Logo

Histoire vivante

L’Indochine, ce «bourbier» oublié

Qui se souvient de l’Indochine? Au lendemain de la Seconde Guerre mondiale, il y a 70 ans, cette colonie française, qui couvrait les territoires du Vietnam, du Cambodge et du Laos, a été le théâtre d’une longue guerre d’indépendance, faisant 500'000 morts en huit ans.


PASCAL FLEURY

PASCAL FLEURY

24 juin 2016 à 11:37

Pourtant, ce terrible conflit, qui s’est soldé par une cuisante défaite de la France face au mouvement indépendantiste vietnamien, le Vietminh, semble s’être évanoui de la mémoire collective.

«Les écoliers n’en savent rien, à peine les lycéens en connaissent-ils le nom. Quant aux parents, ils se souviennent tout juste de la guerre du Vietnam et de celle d’Algérie, contemporaines de leurs père et grand-père», constate l’historienne Marie-Danielle Demélas, qui vient de publier un ouvrage sur les Parachutistes en Indochine* .

Même constat de la part du professeur des universités Benjamin Stora, spécialiste des guerres de décolonisations. En préface de Regards sur l’Indochine** , il observe que si ce conflit semble «englouti dans la conscience française», c’est d’une part qu’il se trouvait «coincé entre deux blocs compacts de l’histoire contemporaine », le conflit mondial et la guerre d’Algérie. Mais aussi que la guerre américaine du Vietnam qui a suivi a eu «un effet de souffle», éclipsant la débâcle française. Au point que dans les années 1960, les jeunes générations anti-Vietnam ignoraient souvent l’existence du précédent conflit sur le même territoire.

**Données présentées:**
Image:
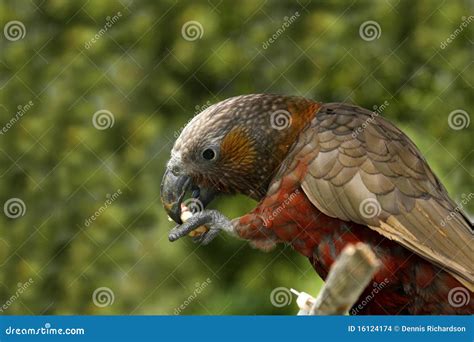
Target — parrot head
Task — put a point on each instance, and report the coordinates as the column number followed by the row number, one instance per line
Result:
column 234, row 146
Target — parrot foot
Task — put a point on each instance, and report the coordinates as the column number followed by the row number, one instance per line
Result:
column 213, row 219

**Consignes:**
1. Mettez à jour l'article sur l'Indochine en le reprenant de « Qui se souvient » jusqu'à « Parachutistes en Indochine* . » inclus, avec « Viêt-minh » à la place de « Vietminh ».
2. Répondez, s'il vous plaît, aux questions suivantes d'après l'article sur l'Indochine.
(a) Combien de morts la guerre d'indépendance a-t-elle faits, et en combien d'années ?
(b) Sur quel sujet porte l'ouvrage que vient de publier Marie-Danielle Demélas ?
(c) Selon Benjamin Stora, entre quels deux « blocs compacts » ce conflit se trouvait-il coincé ?

**Réponses attendues:**
1.
Qui se souvient de l’Indochine? Au lendemain de la Seconde Guerre mondiale, il y a 70 ans, cette colonie française, qui couvrait les territoires du Vietnam, du Cambodge et du Laos, a été le théâtre d’une longue guerre d’indépendance, faisant 500'000 morts en huit ans.


PASCAL FLEURY

PASCAL FLEURY

24 juin 2016 à 11:37

Pourtant, ce terrible conflit, qui s’est soldé par une cuisante défaite de la France face au mouvement indépendantiste vietnamien, le Viêt-minh, semble s’être évanoui de la mémoire collective.

«Les écoliers n’en savent rien, à peine les lycéens en connaissent-ils le nom. Quant aux parents, ils se souviennent tout juste de la guerre du Vietnam et de celle d’Algérie, contemporaines de leurs père et grand-père», constate l’historienne Marie-Danielle Demélas, qui vient de publier un ouvrage sur les Parachutistes en Indochine* .

2.
(a) 500'000 morts en huit ans.
(b) Les Parachutistes en Indochine.
(c) Le conflit mondial et la guerre d'Algérie.